TASK OBJECTIVE
According to the text on the National Location Code, on what date was the British Railways National Location Code first published?

READING TEXT
= National Location Code =

A map of England, Wales and Scotland showing the approximate boundaries of each NLC "zone", as described in the accompanying table.

The National Location Code (NLC) is a four-digit number allocated to every railway station and ticket issuing point in Great Britain for use with the ticketing system on the British railway network. They are used in the issue of tickets and for accounting purposes. They are a subset of the NLCs created by British Rail, which are based on four "main" digits plus two supplementary digits.

==Introduction by British Rail==
NLCs were introduced as a method of accounting for and attributing costs and revenue to railway assets. This quotation is taken from the 14th Edition (January 1987) of the National Location Code listing book, published by the British Railways Board:

"With the widespread use of computers within British Railways and the advent of national computer systems for dealing with payroll compilation, stores recording and accounting, wagon control, traffic data, revenue and expenditure accounting, market and traffic surveys etc., the need for a standard location code became increasingly important. In order to meet this need, the Regions were asked in November 1966 to revise and update the publication then known as the Terminals and Mileage Gazetteer Code. At the same time the opportunity was taken to include all sidings, yards, depots, offices, administrative centres, etc., where there is 'Railway' activity. [...] A file was developed based on a six-digit code known as the British Railways National Location Code. This was [first] published on 1 January 1968."

(Object detection data)
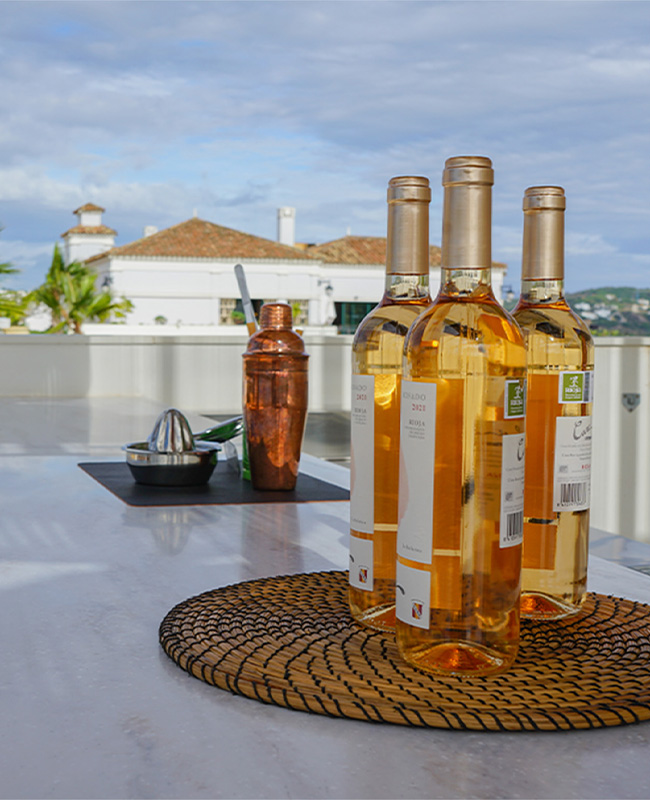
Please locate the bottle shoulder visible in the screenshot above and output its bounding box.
[352,298,431,349]
[410,295,524,347]
[513,302,593,348]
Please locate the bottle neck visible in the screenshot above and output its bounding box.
[386,195,429,280]
[440,267,492,299]
[521,208,564,283]
[441,183,492,271]
[384,272,429,301]
[521,278,564,304]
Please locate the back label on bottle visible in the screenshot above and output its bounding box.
[397,380,437,564]
[395,561,431,630]
[349,536,374,592]
[350,375,375,533]
[553,416,592,511]
[558,370,594,403]
[503,378,526,419]
[499,433,526,547]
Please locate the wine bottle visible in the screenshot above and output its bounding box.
[349,176,431,630]
[396,156,526,676]
[513,186,594,619]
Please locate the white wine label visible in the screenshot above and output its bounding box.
[558,370,594,403]
[499,433,526,547]
[553,416,591,511]
[503,378,526,419]
[350,536,374,592]
[397,380,436,564]
[350,375,375,533]
[395,561,431,630]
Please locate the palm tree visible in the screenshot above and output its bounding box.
[31,245,133,333]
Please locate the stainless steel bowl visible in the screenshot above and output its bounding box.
[122,442,221,486]
[122,408,221,486]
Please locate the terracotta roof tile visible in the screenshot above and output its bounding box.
[308,236,440,267]
[72,203,106,214]
[61,225,117,236]
[88,217,310,261]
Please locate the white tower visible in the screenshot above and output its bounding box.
[278,206,296,247]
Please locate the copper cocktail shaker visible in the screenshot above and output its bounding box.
[244,303,309,490]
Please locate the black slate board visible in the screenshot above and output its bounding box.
[79,461,350,506]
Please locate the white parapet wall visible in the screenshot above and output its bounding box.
[0,329,352,414]
[0,332,650,542]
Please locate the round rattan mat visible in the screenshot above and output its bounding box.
[160,572,650,730]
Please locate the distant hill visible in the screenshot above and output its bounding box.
[567,286,650,336]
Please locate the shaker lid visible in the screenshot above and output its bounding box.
[245,303,306,355]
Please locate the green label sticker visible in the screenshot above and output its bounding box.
[503,378,526,419]
[560,372,585,403]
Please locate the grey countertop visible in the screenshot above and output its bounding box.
[0,399,650,798]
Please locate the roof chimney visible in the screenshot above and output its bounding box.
[278,206,296,247]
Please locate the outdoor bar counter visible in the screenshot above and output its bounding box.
[0,399,650,798]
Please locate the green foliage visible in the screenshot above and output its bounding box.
[0,239,31,325]
[31,245,133,333]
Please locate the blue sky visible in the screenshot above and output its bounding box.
[0,0,650,291]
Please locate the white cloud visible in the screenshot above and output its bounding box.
[0,0,650,284]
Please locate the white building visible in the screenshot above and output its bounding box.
[63,204,506,332]
[61,203,117,264]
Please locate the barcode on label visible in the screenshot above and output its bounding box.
[560,483,587,507]
[505,511,524,542]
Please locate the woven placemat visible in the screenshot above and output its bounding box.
[160,572,650,731]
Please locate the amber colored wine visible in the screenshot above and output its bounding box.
[513,186,594,619]
[396,157,526,676]
[349,177,431,630]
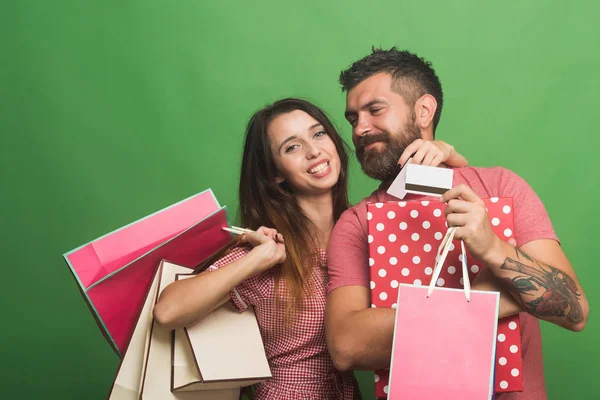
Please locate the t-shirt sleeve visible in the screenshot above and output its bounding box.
[501,170,559,247]
[207,246,270,311]
[327,203,370,293]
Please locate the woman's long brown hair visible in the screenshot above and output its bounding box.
[239,98,348,314]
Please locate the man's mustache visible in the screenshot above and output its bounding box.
[355,132,390,151]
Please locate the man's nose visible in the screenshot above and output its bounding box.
[354,117,372,136]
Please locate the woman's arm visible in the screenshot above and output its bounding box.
[153,227,285,329]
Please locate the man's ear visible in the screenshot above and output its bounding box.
[414,94,437,139]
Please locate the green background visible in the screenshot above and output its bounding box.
[0,0,600,399]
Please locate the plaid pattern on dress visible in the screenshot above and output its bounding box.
[208,245,360,400]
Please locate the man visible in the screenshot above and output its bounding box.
[326,48,588,400]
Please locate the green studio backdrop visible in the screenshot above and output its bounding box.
[0,0,600,400]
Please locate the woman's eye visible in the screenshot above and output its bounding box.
[285,144,298,153]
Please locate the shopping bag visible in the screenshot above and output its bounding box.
[389,228,500,400]
[171,274,272,391]
[63,190,231,356]
[367,198,523,398]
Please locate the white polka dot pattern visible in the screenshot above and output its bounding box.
[367,198,523,397]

ANSWER
1 January 1968